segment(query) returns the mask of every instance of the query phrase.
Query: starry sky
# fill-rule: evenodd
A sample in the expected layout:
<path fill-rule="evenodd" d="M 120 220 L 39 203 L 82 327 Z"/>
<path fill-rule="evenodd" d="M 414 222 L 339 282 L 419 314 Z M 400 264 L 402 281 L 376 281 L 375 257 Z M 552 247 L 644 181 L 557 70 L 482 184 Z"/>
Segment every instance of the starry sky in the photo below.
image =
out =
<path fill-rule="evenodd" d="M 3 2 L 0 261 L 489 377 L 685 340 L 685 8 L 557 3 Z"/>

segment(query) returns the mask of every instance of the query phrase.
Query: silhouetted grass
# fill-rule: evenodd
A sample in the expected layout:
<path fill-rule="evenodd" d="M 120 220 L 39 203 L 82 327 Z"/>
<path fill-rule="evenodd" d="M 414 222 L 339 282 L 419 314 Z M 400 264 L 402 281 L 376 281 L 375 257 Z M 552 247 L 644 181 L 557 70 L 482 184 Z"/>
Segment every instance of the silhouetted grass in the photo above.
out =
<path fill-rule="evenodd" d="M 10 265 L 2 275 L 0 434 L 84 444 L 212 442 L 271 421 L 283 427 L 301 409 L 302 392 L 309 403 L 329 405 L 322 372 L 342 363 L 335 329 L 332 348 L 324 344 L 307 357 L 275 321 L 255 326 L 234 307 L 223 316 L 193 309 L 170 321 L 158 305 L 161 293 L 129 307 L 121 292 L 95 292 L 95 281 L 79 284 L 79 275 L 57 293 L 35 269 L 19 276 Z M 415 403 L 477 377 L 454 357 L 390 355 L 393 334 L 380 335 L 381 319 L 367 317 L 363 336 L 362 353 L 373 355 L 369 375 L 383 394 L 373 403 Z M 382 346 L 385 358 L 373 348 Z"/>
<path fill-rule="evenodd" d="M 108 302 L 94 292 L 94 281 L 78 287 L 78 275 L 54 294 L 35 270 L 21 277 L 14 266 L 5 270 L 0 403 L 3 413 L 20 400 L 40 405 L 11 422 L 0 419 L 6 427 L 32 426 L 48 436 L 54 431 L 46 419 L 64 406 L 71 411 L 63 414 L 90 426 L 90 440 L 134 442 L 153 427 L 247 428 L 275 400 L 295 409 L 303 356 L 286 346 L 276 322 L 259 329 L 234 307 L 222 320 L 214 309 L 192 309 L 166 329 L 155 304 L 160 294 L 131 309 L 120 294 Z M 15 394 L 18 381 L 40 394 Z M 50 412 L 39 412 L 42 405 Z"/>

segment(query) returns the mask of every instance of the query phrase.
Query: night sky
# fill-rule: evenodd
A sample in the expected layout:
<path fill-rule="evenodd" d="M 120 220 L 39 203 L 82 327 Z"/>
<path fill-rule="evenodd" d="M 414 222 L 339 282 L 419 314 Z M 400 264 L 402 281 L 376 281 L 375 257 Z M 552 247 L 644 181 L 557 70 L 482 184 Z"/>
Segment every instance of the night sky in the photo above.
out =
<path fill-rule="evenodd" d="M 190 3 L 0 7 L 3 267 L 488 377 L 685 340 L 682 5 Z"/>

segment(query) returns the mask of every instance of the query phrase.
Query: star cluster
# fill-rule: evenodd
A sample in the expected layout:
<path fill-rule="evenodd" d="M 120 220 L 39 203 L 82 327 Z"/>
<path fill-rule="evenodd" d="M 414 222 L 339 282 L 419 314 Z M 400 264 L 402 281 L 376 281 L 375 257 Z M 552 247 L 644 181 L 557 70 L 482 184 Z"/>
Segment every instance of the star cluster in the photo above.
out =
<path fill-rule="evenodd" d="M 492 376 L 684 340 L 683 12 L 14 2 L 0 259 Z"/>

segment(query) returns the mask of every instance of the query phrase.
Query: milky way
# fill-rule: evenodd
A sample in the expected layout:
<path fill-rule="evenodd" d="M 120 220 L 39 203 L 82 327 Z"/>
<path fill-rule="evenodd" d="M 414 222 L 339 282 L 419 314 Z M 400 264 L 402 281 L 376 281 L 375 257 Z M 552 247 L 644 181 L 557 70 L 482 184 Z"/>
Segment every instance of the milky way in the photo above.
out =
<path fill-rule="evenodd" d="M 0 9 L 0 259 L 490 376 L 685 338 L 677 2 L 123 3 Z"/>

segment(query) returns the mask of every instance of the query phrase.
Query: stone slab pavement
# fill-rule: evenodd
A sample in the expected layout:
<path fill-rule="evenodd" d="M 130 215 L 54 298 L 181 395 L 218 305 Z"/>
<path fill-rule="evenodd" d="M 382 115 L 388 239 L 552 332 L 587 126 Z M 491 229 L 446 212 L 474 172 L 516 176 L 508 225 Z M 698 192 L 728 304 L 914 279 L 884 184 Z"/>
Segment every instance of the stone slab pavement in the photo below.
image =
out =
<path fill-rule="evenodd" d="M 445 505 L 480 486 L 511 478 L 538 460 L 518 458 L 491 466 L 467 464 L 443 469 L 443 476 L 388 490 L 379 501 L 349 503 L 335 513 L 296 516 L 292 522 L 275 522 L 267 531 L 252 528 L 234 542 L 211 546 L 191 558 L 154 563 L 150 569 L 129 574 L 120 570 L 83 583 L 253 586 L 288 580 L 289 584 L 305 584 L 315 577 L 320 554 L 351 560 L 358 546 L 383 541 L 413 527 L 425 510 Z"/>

# # # #

▶ Short exercise
Could you give all six lines above as a two-column CSV headed input and output, one row per line, with the line's text and its answer each in a single quoted field and line breaks changed to spaces?

▶ Correct output
input,output
"segment(query) returns the mask of every instance of the query phrase. Query: starry sky # fill-rule: evenodd A sample in the expected layout: <path fill-rule=""evenodd"" d=""M 120 220 L 39 203 L 82 327 Z""/> <path fill-rule=""evenodd"" d=""M 414 222 L 339 282 L 419 314 Z M 400 264 L 402 281 L 376 281 L 375 257 Z M 552 247 L 644 181 L 557 70 L 482 184 Z""/> Segment every instance of the starry sky in the photo below. image = out =","<path fill-rule=""evenodd"" d=""M 3 2 L 0 261 L 489 377 L 685 340 L 685 8 L 557 3 Z""/>"
"segment(query) returns the mask of every instance of the query phrase. Query: silhouetted grass # fill-rule: evenodd A sample in the expected layout: <path fill-rule=""evenodd"" d=""M 120 220 L 39 203 L 82 327 Z""/> <path fill-rule=""evenodd"" d=""M 414 222 L 339 282 L 419 314 Z M 400 264 L 402 281 L 376 281 L 375 257 Z M 552 247 L 644 181 L 557 70 L 482 184 Z""/> Segment every instance of the silhouetted grass in the photo above. out =","<path fill-rule=""evenodd"" d=""M 10 265 L 2 275 L 0 434 L 84 444 L 212 442 L 271 421 L 283 427 L 301 409 L 302 392 L 309 403 L 329 405 L 322 372 L 342 363 L 335 329 L 332 348 L 324 344 L 307 357 L 275 321 L 255 326 L 234 307 L 223 316 L 193 309 L 170 321 L 158 305 L 161 293 L 129 307 L 121 292 L 95 292 L 95 281 L 79 284 L 79 275 L 57 293 L 35 269 L 19 276 Z M 415 403 L 477 377 L 454 357 L 390 355 L 393 334 L 380 335 L 381 319 L 367 317 L 363 336 L 362 353 L 373 355 L 369 375 L 383 394 L 373 403 Z M 382 346 L 385 358 L 373 348 Z""/> <path fill-rule=""evenodd"" d=""M 108 302 L 94 292 L 94 281 L 78 287 L 78 275 L 54 294 L 35 270 L 21 277 L 14 266 L 5 270 L 0 403 L 3 413 L 20 400 L 40 405 L 11 422 L 0 419 L 6 427 L 32 426 L 48 436 L 54 431 L 46 419 L 64 406 L 71 411 L 63 414 L 90 426 L 90 440 L 134 442 L 153 427 L 247 428 L 275 400 L 295 409 L 303 356 L 286 346 L 276 322 L 259 329 L 234 307 L 222 320 L 214 309 L 192 309 L 166 329 L 155 304 L 160 294 L 131 309 L 120 294 Z M 15 394 L 18 381 L 40 394 Z M 50 412 L 39 412 L 42 405 Z""/>"
"segment(query) returns the mask of every instance of the query phrase. Query: night sky # fill-rule: evenodd A sample in the expected layout: <path fill-rule=""evenodd"" d=""M 120 220 L 39 203 L 82 327 Z""/> <path fill-rule=""evenodd"" d=""M 414 222 L 339 282 L 419 314 Z M 400 264 L 402 281 L 376 281 L 375 257 Z M 552 247 L 644 181 L 557 70 L 482 184 Z""/> Segment every instance of the night sky in the photo above. out =","<path fill-rule=""evenodd"" d=""M 190 3 L 0 7 L 3 267 L 488 377 L 685 340 L 682 5 Z""/>"
"segment(query) returns the mask of every instance of the query phrase. Query: star cluster # fill-rule: evenodd A sample in the expected layout: <path fill-rule=""evenodd"" d=""M 120 220 L 39 203 L 82 327 Z""/> <path fill-rule=""evenodd"" d=""M 414 222 L 339 282 L 419 314 Z M 400 264 L 402 281 L 376 281 L 375 257 Z M 552 247 L 644 181 L 557 70 L 482 184 Z""/> Segment every instance of the star cluster in the photo above. out =","<path fill-rule=""evenodd"" d=""M 492 376 L 684 340 L 683 12 L 14 2 L 0 259 Z""/>"
"segment(query) returns the mask of every instance of the query phrase. Query: milky way # fill-rule: evenodd A sample in the expected layout: <path fill-rule=""evenodd"" d=""M 120 220 L 39 203 L 82 327 Z""/> <path fill-rule=""evenodd"" d=""M 414 222 L 339 282 L 419 314 Z M 400 264 L 402 281 L 376 281 L 375 257 Z M 552 247 L 644 181 L 557 70 L 482 184 Z""/> Segment every instance of the milky way in the photo above. out =","<path fill-rule=""evenodd"" d=""M 0 9 L 0 259 L 490 376 L 685 338 L 677 2 L 123 3 Z""/>"
"segment(query) returns the mask of every instance of the query phrase. Query: stone slab pavement # fill-rule: evenodd A sample in the expected layout: <path fill-rule=""evenodd"" d=""M 130 215 L 54 298 L 181 395 L 218 305 Z""/> <path fill-rule=""evenodd"" d=""M 382 115 L 388 239 L 552 332 L 587 126 Z M 491 229 L 446 212 L 474 172 L 516 176 L 508 225 Z M 698 192 L 728 304 L 914 279 L 884 184 Z""/> Segment every instance of the stone slab pavement in the photo below. image = out =","<path fill-rule=""evenodd"" d=""M 445 505 L 480 486 L 511 478 L 538 460 L 518 458 L 491 466 L 467 464 L 443 469 L 443 476 L 388 490 L 379 501 L 349 503 L 335 513 L 296 516 L 292 522 L 275 522 L 267 531 L 252 528 L 234 542 L 211 546 L 191 558 L 154 563 L 150 569 L 129 574 L 120 570 L 83 583 L 253 586 L 288 580 L 289 584 L 305 584 L 315 577 L 320 554 L 351 560 L 358 546 L 383 541 L 413 527 L 425 510 Z""/>"